WHAT YOU HAVE TO DO.
What is the number of lines in the entries that contain the word "attr"? Answer with that figure alone.

[[ STORED DATA open ]]

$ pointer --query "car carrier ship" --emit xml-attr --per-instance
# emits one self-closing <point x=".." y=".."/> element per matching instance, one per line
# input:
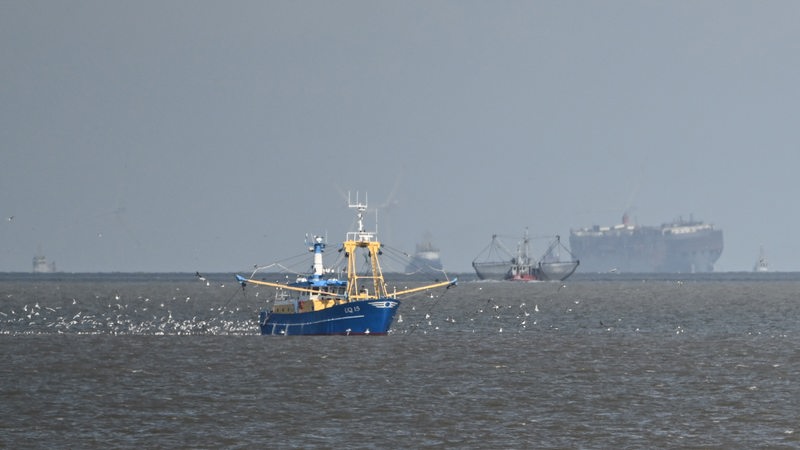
<point x="677" y="247"/>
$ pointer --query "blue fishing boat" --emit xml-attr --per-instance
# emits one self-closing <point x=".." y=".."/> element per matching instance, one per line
<point x="321" y="304"/>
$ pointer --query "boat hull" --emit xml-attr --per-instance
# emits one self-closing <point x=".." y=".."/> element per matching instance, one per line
<point x="545" y="271"/>
<point x="361" y="317"/>
<point x="557" y="271"/>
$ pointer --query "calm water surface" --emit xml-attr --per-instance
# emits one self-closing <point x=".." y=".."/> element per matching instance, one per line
<point x="174" y="362"/>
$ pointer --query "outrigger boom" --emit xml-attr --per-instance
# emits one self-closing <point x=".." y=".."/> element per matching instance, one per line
<point x="243" y="281"/>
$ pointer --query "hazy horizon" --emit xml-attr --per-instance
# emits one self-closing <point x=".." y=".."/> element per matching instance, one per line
<point x="181" y="136"/>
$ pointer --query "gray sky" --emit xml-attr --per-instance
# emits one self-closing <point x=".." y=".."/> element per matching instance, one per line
<point x="195" y="135"/>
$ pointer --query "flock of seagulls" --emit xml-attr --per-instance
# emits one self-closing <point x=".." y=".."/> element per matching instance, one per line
<point x="127" y="314"/>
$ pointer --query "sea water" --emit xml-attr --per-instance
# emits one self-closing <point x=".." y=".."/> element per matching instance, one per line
<point x="174" y="361"/>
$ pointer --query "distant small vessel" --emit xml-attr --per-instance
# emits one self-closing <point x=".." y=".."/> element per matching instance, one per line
<point x="317" y="304"/>
<point x="426" y="259"/>
<point x="41" y="265"/>
<point x="495" y="262"/>
<point x="762" y="265"/>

[[ STORED DATA closed ]]

ANSWER TO THIS EXERCISE.
10